--- EXERCISE TASKS ---
- 1) Translate this sentence from the Omega Centauri article into Spanish: "Spanning an area nearly as large as the full Moon in the southern night sky, Omega Centauri is visible with the unaided eye from a clear, dark observing site."
- 2) Please copy the Omega Centauri article word for word, everything from "The globular cluster" down to "the constellation Centaurus.".

--- READING PASSAGE ---
⁂
Globular star cluster' Omega Centauri

The globular cluster Omega Centauri—with as many as ten million stars—is seen in all its splendour in this image captured at the European Southern Observatory's La Silla Observatory in Chile. Larger image (new window)

Glittering giant of the southern skies

4 Dec 2008

The 'globular star cluster' Omega Centauri is one of the finest jewels of the Southern Hemisphere's night sky, as the European Southern Observatory's (ESO) latest stunning image beautifully illustrates. Containing millions of stars, it is located roughly 17,000 light-years from Earth in the direction of the constellation Centaurus.

Spanning an area nearly as large as the full Moon in the southern night sky, Omega Centauri is visible with the unaided eye from a clear, dark observing site. Even through a modest amateur telescope, the cluster is revealed as an incredible, densely packed sphere of glittering stars. But astronomers need the full power of professional telescopes to uncover the amazing secrets of this beautiful globular cluster.
⁂
--- INFORMATION SUPPLIED ---
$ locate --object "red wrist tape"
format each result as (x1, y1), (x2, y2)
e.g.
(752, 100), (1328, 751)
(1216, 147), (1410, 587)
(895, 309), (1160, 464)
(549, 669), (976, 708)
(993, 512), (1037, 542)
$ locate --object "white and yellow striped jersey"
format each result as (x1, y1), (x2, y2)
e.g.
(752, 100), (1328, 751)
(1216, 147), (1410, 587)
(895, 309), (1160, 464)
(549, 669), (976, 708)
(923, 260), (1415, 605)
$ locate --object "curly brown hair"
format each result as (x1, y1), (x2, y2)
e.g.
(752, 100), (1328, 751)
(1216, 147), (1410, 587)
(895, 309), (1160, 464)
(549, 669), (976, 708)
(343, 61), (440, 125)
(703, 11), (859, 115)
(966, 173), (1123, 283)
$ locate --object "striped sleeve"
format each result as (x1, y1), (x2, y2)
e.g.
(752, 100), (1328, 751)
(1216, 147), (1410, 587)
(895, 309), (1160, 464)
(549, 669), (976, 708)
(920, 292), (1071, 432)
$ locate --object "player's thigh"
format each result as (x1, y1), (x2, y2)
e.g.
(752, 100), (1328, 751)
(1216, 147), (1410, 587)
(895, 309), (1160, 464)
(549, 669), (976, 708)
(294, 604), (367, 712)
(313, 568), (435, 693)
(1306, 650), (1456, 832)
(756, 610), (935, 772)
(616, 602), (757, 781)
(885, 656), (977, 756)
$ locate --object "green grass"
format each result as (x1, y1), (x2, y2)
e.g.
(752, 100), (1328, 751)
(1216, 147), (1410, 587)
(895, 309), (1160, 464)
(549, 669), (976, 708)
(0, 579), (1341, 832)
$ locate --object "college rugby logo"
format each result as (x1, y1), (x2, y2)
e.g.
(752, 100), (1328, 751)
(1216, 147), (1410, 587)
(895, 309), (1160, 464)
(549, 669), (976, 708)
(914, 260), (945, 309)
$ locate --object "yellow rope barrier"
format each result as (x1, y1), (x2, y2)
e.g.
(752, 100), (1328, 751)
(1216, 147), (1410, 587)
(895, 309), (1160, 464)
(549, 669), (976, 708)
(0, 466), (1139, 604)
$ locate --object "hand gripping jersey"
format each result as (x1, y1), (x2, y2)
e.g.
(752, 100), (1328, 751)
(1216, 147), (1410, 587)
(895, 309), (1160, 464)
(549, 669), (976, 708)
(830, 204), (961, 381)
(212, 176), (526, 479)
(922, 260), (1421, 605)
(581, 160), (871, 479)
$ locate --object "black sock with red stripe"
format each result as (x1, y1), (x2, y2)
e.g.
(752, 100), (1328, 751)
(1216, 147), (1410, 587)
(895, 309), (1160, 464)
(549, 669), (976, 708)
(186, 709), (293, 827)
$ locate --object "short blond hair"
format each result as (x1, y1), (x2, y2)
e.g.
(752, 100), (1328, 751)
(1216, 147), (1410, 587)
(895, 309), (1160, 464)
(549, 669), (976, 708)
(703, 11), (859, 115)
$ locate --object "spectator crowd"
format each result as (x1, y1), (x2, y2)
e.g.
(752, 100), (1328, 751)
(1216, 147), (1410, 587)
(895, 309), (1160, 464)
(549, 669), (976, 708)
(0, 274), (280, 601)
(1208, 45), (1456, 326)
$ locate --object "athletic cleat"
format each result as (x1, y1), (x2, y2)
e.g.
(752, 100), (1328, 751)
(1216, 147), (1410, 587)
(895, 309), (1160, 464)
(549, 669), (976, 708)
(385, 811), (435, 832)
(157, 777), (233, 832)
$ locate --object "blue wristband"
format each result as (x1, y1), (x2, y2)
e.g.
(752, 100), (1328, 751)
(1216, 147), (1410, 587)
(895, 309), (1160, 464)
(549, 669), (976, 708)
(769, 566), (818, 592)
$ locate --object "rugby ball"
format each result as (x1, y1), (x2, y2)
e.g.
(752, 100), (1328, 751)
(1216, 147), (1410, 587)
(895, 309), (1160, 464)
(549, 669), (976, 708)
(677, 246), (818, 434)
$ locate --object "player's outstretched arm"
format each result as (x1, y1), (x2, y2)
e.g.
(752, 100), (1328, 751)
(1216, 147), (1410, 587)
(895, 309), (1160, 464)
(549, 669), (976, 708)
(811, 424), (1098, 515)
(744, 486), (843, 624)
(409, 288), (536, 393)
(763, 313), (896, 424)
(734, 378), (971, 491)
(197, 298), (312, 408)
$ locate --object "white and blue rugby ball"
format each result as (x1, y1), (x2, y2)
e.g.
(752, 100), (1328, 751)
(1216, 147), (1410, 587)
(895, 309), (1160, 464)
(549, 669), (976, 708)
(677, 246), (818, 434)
⁂
--- THE RESPONSES ---
- 1) Abarcando un área casi tan grande como la Luna llena en el cielo nocturno austral, Omega Centauri es visible a simple vista desde un lugar de observación despejado y oscuro.

- 2)
The globular cluster Omega Centauri—with as many as ten million stars—is seen in all its splendour in this image captured at the European Southern Observatory's La Silla Observatory in Chile. Larger image (new window)

Glittering giant of the southern skies

4 Dec 2008

The 'globular star cluster' Omega Centauri is one of the finest jewels of the Southern Hemisphere's night sky, as the European Southern Observatory's (ESO) latest stunning image beautifully illustrates. Containing millions of stars, it is located roughly 17,000 light-years from Earth in the direction of the constellation Centaurus.